# Task prompt
Leave out the pictures and repeat the entries below verbatim.

# Data
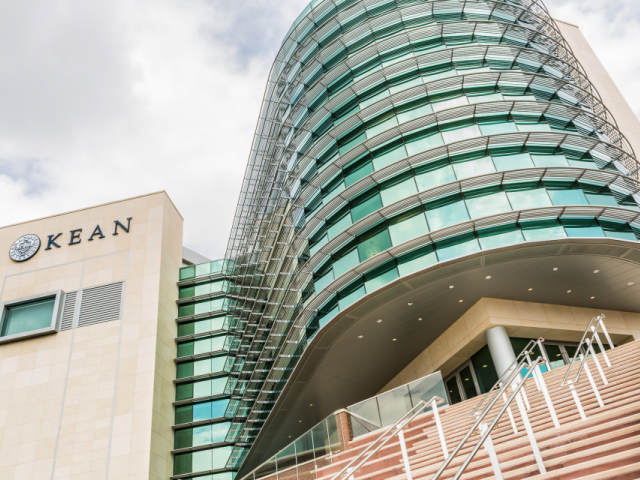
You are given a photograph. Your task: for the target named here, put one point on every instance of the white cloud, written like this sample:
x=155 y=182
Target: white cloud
x=106 y=99
x=109 y=99
x=612 y=28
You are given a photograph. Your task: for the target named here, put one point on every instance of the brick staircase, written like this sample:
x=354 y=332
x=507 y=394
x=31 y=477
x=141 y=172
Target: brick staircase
x=604 y=446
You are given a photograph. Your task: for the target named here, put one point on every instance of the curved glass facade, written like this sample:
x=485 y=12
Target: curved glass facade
x=394 y=134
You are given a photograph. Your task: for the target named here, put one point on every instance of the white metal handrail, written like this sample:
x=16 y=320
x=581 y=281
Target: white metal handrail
x=395 y=429
x=526 y=351
x=588 y=343
x=537 y=377
x=585 y=348
x=510 y=380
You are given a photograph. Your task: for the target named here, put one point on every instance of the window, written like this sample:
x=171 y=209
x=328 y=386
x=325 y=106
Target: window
x=29 y=316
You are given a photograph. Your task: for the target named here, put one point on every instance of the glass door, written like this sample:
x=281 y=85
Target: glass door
x=462 y=384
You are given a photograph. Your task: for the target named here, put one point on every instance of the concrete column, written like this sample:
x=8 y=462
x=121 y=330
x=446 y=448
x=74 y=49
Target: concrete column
x=500 y=347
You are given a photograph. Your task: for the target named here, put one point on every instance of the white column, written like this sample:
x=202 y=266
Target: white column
x=500 y=347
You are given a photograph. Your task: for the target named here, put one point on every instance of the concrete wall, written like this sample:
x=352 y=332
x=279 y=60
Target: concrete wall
x=521 y=319
x=611 y=96
x=94 y=402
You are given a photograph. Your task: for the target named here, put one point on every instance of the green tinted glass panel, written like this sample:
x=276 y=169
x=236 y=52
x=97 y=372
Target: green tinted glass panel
x=512 y=162
x=424 y=143
x=27 y=317
x=435 y=178
x=423 y=258
x=373 y=242
x=525 y=199
x=454 y=391
x=550 y=160
x=497 y=128
x=483 y=206
x=407 y=226
x=381 y=160
x=485 y=370
x=346 y=262
x=568 y=197
x=184 y=414
x=468 y=384
x=473 y=168
x=365 y=205
x=501 y=239
x=380 y=277
x=391 y=192
x=447 y=215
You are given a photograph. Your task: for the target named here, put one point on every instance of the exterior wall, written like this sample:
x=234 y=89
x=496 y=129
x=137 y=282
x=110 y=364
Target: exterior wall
x=521 y=319
x=94 y=402
x=611 y=96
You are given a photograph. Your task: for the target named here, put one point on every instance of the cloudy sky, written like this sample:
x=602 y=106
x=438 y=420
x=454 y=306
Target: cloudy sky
x=107 y=99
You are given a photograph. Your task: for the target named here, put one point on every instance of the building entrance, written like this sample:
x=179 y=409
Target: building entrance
x=478 y=374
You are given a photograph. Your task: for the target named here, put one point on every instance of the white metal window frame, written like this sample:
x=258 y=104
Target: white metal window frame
x=53 y=327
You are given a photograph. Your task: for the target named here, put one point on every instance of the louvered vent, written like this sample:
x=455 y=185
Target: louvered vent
x=100 y=304
x=67 y=311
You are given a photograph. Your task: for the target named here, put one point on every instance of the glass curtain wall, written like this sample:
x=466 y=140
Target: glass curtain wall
x=371 y=105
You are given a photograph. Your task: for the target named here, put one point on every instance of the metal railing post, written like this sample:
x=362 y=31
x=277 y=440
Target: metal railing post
x=604 y=352
x=592 y=382
x=597 y=362
x=491 y=451
x=532 y=438
x=388 y=434
x=405 y=457
x=436 y=416
x=577 y=400
x=547 y=397
x=517 y=386
x=511 y=419
x=592 y=328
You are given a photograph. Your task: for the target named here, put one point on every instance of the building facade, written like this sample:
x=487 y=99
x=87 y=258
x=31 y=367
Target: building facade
x=430 y=182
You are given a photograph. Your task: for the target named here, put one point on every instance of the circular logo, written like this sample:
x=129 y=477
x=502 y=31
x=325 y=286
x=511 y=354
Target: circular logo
x=24 y=248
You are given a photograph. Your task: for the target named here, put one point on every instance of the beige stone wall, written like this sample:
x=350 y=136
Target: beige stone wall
x=94 y=402
x=521 y=319
x=611 y=96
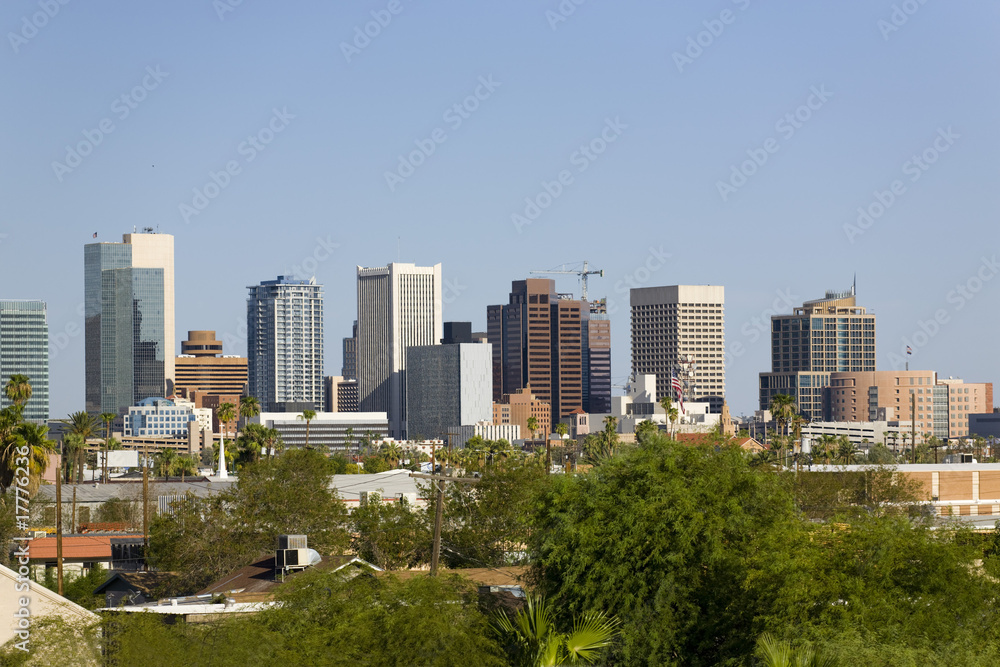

# Reply
You are given a photograph. Your task: for the target named here, put one point on every instance of the white cloud, written like this sample:
x=155 y=182
Target: white cloud
x=106 y=99
x=109 y=99
x=612 y=28
You are given a photograph. Your task: for the target named here, put one point on every instance of the brick staircase, written like this sample:
x=354 y=332
x=507 y=394
x=31 y=477
x=141 y=172
Target: brick staircase
x=604 y=446
You are given a photograph. Your task: for the target named here, put one point on every instance of the curved glass facade, written like this sample:
x=485 y=12
Target: curved glass facade
x=394 y=134
You are given a photograph. Your task: for the target named here, put one point on every instance of the white metal handrail, written like this sample:
x=16 y=320
x=581 y=281
Target: white metal handrail
x=395 y=429
x=526 y=351
x=588 y=343
x=537 y=377
x=585 y=348
x=510 y=380
You are given a photograph. Your task: for the target named here, put one point on every instance of the window, written like this sample:
x=171 y=209
x=328 y=386
x=325 y=106
Target: window
x=29 y=316
You are given a photograph. Your task: for the target named here, put one point on every instance of the glass door, written like this sample:
x=281 y=85
Target: glass door
x=462 y=384
You are given a photograph. Your task: for the target named here, put one point on every instance of the concrete column, written like this sample:
x=8 y=462
x=121 y=330
x=446 y=448
x=74 y=49
Target: concrete column
x=500 y=347
You are given a photograph. Your task: for the target named here, put one point on every instance of the white column, written like this sample:
x=202 y=266
Target: white column
x=500 y=347
You are given a photograph. Your task: for the target named here, put one point on every instance of the concrete wall, written like this sample:
x=352 y=332
x=279 y=60
Target: concrete wall
x=521 y=319
x=611 y=96
x=94 y=402
You are given a photograph. Your task: for the target named here, put one point on every instance of the green tinted glass panel, written like this sample:
x=276 y=169
x=236 y=52
x=97 y=372
Target: green tinted glass panel
x=512 y=162
x=424 y=143
x=27 y=317
x=435 y=178
x=423 y=258
x=373 y=242
x=525 y=199
x=454 y=391
x=550 y=160
x=497 y=128
x=483 y=206
x=407 y=226
x=381 y=160
x=485 y=370
x=346 y=262
x=568 y=197
x=184 y=414
x=468 y=384
x=473 y=168
x=365 y=205
x=501 y=239
x=380 y=277
x=391 y=192
x=447 y=215
You are given a photograph. Your task: for the target named here, put one point on every instance of the exterior wall, written like this sample:
x=234 y=89
x=496 y=129
x=137 y=282
x=110 y=364
Target: exterior wall
x=521 y=319
x=94 y=402
x=611 y=96
You are given a photograph. Your task: for the target named here, put one point on every instance of the cloudy sky, written like this sample:
x=602 y=106
x=438 y=420
x=454 y=306
Target: cloudy sky
x=107 y=99
You are given a photograph. Your task: for the target named here, put one point on every instance of the building entrance, written like this sample:
x=179 y=409
Target: building entrance
x=478 y=374
You are given a photograph. Your task: for the target named here, put one point on every instance of the white metal window frame, written like this sample:
x=258 y=104
Target: white metal window frame
x=53 y=327
You are given a photograph. Your task: for the target named here, put one point on every instance of the louvered vent, written like this sample:
x=455 y=185
Target: louvered vent
x=100 y=304
x=67 y=311
You are given a photograph. Your task: for the target named here, put one point on every instance of the glass curtain wall, written like this sample:
x=466 y=140
Target: glass curtain wall
x=371 y=105
You are given a photograph. Your task: for the target named here, put one point on every instance of the metal railing post, written like this sample:
x=362 y=31
x=277 y=440
Target: metal railing post
x=604 y=352
x=592 y=382
x=597 y=362
x=491 y=451
x=532 y=438
x=388 y=434
x=405 y=457
x=436 y=416
x=577 y=400
x=547 y=397
x=517 y=386
x=511 y=419
x=592 y=328
You are given a photograph. Your task: for the target named here, put one point on every instance of the building facade, written like this sample:
x=487 y=99
x=87 y=258
x=31 y=367
Target: building facade
x=430 y=182
You are given a photograph. Your task: for the target named here, put one point on every instance of the circular logo, written like this sample:
x=129 y=477
x=502 y=31
x=325 y=286
x=511 y=354
Target: circular logo
x=24 y=248
You are given a photograph. Your task: for the target named here, put one point on every instance of the beige stone wall, written like this sample:
x=350 y=136
Target: beige stone wall
x=94 y=402
x=521 y=319
x=611 y=96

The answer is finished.